_What you will do_.
Copy exactly, and copy nothing else: the line that contains "image shown below." and all lines after it in the listing, without pictures.

_Data shown_.
*** Begin section ***

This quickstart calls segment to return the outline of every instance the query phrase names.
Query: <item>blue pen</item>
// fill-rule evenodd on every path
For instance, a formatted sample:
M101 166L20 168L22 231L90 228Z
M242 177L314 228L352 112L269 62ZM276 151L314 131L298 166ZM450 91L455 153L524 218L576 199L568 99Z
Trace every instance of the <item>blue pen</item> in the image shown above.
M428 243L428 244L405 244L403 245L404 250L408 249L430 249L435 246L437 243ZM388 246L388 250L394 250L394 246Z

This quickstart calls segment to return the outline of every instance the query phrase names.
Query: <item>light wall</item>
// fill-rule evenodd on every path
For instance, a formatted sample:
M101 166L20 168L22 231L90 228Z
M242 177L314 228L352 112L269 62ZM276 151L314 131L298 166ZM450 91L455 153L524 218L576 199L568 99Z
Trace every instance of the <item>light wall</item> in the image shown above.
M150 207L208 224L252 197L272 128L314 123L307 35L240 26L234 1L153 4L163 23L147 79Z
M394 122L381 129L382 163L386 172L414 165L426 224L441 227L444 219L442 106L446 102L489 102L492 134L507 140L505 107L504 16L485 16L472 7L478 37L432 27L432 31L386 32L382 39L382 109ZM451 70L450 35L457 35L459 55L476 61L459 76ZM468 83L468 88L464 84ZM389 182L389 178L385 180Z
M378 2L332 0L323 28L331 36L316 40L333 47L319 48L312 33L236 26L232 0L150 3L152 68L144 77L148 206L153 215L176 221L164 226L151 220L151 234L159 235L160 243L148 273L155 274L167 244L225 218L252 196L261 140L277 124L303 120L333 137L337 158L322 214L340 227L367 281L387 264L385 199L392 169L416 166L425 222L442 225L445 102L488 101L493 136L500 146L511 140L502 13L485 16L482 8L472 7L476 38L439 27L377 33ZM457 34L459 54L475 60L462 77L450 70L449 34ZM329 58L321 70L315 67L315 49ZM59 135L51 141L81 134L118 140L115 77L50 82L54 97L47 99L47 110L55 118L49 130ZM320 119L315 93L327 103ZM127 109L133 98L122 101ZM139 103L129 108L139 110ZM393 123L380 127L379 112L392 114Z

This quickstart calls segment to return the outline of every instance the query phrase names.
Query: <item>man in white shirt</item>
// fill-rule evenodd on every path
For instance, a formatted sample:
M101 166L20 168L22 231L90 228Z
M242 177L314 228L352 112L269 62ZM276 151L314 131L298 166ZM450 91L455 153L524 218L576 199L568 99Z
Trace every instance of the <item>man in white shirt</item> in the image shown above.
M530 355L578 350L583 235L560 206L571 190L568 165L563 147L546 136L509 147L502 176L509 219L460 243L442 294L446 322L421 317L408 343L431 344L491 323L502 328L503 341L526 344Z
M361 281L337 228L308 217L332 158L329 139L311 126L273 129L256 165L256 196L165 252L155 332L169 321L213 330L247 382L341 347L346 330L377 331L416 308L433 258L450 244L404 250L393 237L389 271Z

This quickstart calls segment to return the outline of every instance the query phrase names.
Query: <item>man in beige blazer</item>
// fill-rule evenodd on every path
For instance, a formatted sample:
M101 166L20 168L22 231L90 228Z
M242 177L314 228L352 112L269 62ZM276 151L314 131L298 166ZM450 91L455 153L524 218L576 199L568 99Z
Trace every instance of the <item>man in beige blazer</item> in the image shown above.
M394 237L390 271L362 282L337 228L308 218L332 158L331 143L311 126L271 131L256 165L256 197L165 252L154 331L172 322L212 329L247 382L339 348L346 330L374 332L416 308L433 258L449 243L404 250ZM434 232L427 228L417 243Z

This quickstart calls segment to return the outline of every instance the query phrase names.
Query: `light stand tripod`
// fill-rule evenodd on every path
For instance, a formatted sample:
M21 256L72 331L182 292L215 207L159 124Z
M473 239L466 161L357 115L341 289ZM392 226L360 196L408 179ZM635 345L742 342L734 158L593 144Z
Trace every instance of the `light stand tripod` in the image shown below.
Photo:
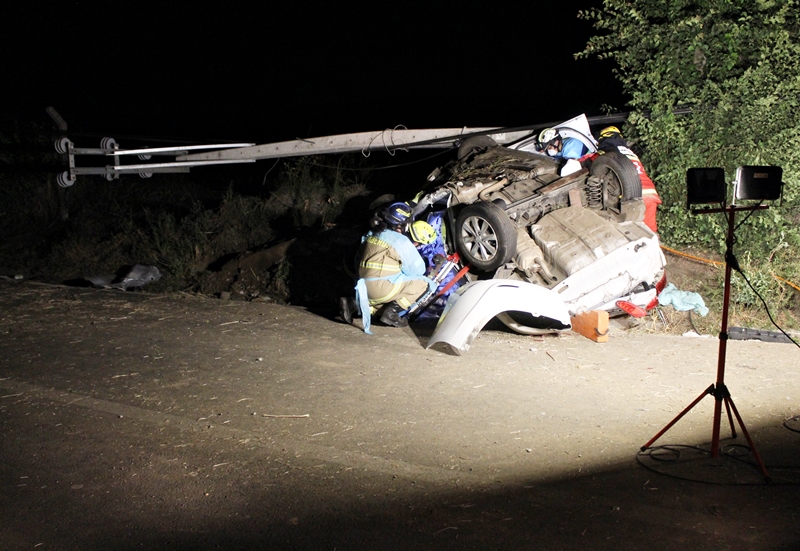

*** End section ***

_Answer box_.
Trace every instance of the `light stand tripod` in the image shown below.
Photo:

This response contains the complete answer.